## TASKS TO COMPLETE
(a) The Cisco WAAS passage names the kinds of distant application infrastructure and information that remote workers access. List them all.
(b) Carry the Cisco WAAS passage forward from its final sentence.

## TEXT EXCERPT
◇ ◇ ◇
Tradeoffs Between Performance and Cost

Cisco Wide Area Application Services (WAAS) is a solution designed to bridge the divide between application performance and infrastructure consolidation in WAN environments. Leveraging appliances, router modules, or software deployed at both ends of a WAN connection and employing robust optimizations at multiple layers, Cisco WAAS is able to ensure high-performance access for remote workers who access distant application infrastructure and information, including file services, e-mail, the Web, intranet and portal applications, and data protection. By mitigating the performance-limiting factors of the WAN, Cisco WAAS not only improves performance, but also positions IT organizations to better consolidate distributed infrastructure to better control costs and ensure a stronger position toward data protection and compliance. Coupled with providing performance-improving techniques to enable consolidation of branch office infrastructure into the data center, Cisco WAAS provides an extensive platform for branch office virtualization, enabling IT organizations to deploy or retain applications and services in the branch office in a more cost-effective manner.
◇ ◇ ◇
## MATERIAL SHOWN
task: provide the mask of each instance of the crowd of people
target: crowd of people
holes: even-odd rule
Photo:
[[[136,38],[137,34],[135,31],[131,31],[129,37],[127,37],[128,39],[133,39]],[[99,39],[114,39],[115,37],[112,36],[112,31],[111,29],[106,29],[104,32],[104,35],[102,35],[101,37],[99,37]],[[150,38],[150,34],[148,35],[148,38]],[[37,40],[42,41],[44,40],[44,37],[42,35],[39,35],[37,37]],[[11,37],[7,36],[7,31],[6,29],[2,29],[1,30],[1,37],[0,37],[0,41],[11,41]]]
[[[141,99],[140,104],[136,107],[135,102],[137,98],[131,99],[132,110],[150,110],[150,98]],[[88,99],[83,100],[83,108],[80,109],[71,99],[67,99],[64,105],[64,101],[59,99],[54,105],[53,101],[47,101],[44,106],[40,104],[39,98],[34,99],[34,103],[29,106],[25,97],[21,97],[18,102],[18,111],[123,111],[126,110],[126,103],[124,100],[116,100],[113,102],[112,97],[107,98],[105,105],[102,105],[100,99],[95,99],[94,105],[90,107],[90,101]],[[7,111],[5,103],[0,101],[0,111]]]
◇ ◇ ◇
## RESULTS FOR THE EXERCISE
(a)
- file services
- e-mail
- the Web
- intranet and portal applications
- data protection

(b)
Figure 1-2 shows the deployment architecture for the Cisco WAAS solution.

Figure 1-2

Cisco WAAS Solution Architecture

The purpose of this book is to discuss the Cisco WAAS solution in depth, including a thorough examination of how to design and deploy Cisco WAAS in today’s challenging enterprise networks. This chapter provides an introduction to the performance barriers that are created by the WAN and a technical introduction to Cisco WAAS and its capabilities. This chapter also examines the software architecture of Cisco WAAS and outlines how each of the fundamental optimization components overcomes those application performance barriers. Additionally, this chapter examines the virtualization capabilities provided by Cisco WAAS to enable branch infrastructure consolidation while allowing applications that must be deployed in the branch office to remain deployed in the branch office.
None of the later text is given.